*Document extract*:
"""
I don’t know how this happened but it is May now. I forgot to write for the entirety of April. March felt like the longest month of my life, April felt like the shortest month, and May is here… also passing by quickly. I have many assignments to complete every week and I have to study for my upcoming AP exam.
I think I’m giving myself more pressure than there actually should be. A lot of my assignments have flexible due dates so it doesn’t matter if I hand it in late. I just dislike how the text turns red when something is past due. I cram my homework in on one day because I sleep in and procrastinate. Honestly, my sleep and work schedule needs some tweaking.
Schoolwork is very boring. There is only one class I am a bit interested in and I have completed my work for it. All my other classes are academic and not much fun. I want to do something fun and more engaging than what I am doing currently. I understand that I shouldn’t go outside right now but I kind of want to. The weather seems nice, although there was a hailstorm yesterday after a large shower of rain. Aside from that, it’s been sunny and there was a weather forecast that said to expect the temperatures to go up.
I go through a cycle of sleeping in, doing homework, playing games, doing more homework, and staying up late playing games or cramming in the work that I had pushed to the side to play games earlier in the day. I’m working on changing that but it’s too comfortable when I wake up in the afternoon. I’m going to need more self-control.
Well then, until next time. Hopefully things will get better soon.
The first month of 2020 was quite interesting.
"""
*Dataset*:
"""
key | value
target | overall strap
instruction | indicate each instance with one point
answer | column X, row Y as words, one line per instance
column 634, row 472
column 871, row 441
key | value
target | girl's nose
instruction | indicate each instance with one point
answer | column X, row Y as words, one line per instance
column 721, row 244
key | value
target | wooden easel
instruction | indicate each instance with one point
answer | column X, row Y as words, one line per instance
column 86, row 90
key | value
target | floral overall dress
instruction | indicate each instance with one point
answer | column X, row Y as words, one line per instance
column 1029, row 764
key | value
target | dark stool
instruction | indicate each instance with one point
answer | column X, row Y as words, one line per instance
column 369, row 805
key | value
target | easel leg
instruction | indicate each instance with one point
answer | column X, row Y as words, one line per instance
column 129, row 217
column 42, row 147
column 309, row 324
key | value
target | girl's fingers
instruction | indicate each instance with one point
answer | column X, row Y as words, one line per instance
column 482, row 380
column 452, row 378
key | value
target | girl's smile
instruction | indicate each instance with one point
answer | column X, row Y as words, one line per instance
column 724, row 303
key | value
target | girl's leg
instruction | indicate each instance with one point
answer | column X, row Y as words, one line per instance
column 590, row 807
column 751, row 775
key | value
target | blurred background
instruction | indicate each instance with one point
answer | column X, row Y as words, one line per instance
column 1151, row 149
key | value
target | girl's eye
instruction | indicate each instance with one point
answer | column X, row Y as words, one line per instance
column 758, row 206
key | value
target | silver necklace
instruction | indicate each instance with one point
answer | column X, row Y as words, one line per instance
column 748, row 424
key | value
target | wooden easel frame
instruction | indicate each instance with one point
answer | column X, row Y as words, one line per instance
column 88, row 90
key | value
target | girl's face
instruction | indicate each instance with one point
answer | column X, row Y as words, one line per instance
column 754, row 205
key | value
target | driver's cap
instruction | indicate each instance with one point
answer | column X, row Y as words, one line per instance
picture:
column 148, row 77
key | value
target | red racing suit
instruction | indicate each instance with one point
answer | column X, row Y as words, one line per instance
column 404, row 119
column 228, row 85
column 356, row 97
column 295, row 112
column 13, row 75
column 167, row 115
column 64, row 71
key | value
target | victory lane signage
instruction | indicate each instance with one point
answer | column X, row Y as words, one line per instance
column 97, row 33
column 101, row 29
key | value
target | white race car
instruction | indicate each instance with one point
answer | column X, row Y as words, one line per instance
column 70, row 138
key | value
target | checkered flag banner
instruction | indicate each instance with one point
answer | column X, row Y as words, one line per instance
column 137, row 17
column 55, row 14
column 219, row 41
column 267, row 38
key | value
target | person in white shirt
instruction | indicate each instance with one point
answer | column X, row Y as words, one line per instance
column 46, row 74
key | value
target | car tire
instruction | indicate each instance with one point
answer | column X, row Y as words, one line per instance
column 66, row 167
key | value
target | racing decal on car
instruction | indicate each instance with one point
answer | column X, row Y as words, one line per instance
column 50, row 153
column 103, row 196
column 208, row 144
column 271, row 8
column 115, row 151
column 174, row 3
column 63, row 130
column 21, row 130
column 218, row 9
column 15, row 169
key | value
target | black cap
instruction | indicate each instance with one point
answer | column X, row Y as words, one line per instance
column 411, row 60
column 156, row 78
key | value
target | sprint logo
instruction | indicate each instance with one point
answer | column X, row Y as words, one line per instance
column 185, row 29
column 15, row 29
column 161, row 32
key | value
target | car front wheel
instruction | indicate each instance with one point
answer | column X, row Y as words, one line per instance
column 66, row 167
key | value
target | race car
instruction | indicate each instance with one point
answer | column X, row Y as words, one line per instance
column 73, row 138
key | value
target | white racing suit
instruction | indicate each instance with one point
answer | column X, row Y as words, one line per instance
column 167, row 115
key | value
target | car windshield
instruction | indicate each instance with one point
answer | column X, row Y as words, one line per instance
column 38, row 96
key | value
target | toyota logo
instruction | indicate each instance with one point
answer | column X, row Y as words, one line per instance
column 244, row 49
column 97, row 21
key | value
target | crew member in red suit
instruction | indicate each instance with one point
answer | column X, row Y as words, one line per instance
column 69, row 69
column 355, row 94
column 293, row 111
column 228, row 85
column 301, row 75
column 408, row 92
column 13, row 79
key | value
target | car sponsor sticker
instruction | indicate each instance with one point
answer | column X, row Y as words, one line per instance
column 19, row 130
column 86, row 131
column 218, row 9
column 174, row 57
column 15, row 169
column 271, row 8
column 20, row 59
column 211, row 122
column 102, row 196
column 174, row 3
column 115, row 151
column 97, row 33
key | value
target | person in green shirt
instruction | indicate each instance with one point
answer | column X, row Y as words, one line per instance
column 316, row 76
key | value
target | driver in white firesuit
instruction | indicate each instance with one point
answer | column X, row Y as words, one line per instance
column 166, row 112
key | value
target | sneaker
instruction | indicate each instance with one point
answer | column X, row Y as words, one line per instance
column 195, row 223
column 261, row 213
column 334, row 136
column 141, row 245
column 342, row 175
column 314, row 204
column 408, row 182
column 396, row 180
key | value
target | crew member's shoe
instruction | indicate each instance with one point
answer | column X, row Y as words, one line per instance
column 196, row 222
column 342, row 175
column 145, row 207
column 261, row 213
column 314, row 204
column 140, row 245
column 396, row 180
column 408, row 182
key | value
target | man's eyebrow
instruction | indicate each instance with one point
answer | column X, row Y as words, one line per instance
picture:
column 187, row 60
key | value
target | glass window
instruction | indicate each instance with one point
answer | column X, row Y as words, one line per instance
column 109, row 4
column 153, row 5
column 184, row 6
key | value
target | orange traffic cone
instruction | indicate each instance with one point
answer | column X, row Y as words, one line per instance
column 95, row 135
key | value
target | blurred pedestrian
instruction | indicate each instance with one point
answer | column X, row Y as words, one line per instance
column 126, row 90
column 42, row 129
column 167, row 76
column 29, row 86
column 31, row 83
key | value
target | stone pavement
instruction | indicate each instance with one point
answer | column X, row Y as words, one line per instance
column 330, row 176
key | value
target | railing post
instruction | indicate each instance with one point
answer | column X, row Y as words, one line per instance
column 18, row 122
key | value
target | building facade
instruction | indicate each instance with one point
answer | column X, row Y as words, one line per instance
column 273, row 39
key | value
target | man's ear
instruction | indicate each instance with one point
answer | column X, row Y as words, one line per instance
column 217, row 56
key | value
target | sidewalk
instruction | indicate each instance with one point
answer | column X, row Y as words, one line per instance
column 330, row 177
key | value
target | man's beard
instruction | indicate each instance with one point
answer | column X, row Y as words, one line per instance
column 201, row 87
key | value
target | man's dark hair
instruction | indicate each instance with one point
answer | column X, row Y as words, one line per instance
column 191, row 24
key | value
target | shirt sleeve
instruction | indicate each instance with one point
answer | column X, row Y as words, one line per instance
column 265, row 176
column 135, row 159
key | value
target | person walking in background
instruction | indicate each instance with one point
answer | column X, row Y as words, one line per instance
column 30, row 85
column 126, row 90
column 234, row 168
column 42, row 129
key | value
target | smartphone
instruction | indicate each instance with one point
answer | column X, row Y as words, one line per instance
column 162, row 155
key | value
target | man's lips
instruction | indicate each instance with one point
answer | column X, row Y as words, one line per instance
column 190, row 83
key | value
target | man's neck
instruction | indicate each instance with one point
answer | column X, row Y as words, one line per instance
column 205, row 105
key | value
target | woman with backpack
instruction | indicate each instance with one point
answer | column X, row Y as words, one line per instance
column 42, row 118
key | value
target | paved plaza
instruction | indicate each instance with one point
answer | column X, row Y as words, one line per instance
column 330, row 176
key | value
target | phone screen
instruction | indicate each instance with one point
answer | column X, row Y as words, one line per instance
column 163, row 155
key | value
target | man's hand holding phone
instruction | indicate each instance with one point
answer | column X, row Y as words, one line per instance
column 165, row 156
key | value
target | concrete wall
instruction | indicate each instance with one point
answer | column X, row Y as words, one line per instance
"""
*Tasks for this exercise*:
a - In the journal entry about school in May, why does the writer think the pressure they feel is more than it should be? Explain in one to three sentences.
b - Please carry on the journal entry about school in May, picking up right after its final line.

*Answer set*:
a - Many of the writer's assignments have flexible due dates, so handing one in late doesn't actually matter. What bothers the writer is only that the text turns red when something is past due.

b -
As the year goes on, more and more bad things are coming up. Maybe I am just starting to realize that the only things that are news-worthy and help news companies make money are reports about events that threaten the well-being of the readers. Articles with headlines that draw people in with adjectives that seem to make the situation worse than it actually is, is causing some worries in my area.
Anyhow, I’m trying to focus my worries on my future. I get depressed when reading the news. I get depressed when I think about course selection. I guess I don’t have a lot to be happy for right now. I spend my spare time, or time while procrastinating, watching random dramas that are more exciting than my life right now. Perhaps it is more interesting than my entire life.
It has been another year. 2019 has come and gone. I feel that I have changed a lot this year. Not only in age but also in terms of my thinking. Many things occurred this year and different things are on my mind. I worry about more things. Hm. It has been an interesting year.
- January: I was still in grade ten. I was adjusting to the fact that I was in grade ten and 15 years old. I sent my sister had flown back in December and left during this month back to Toronto. I had skipped school that day to send her off with my dad. People cried. I didn’t, just a single tear that didn’t even fall 🙂 . School proceeded.
- February: Snow! It snowed a bit and school continued. Our table tennis team won third place in the provincial championship.
- March: Spring began. I got lots of allergies to the pollen and grass. My dad’s birthday! And spring break, where I went on lots of walks.
- April: More spring allergies. My brother turned 8! That’s how old I was when he was born. So weird. I am my brother’s age multiplied by two. My brother also did his First Communion. A day before his birthday.
- May: My sister finished her first year of university and came back for her summer vacation. My brother’s school held a fair and we went together.
- June: I was finishing up grade ten. I went outside on walks a lot with my sister and the family. My sister flew to Shanghai before us during this month. School finished up very well! I finally got a good report card (straight A). I did a provincial exam and got a very good mark.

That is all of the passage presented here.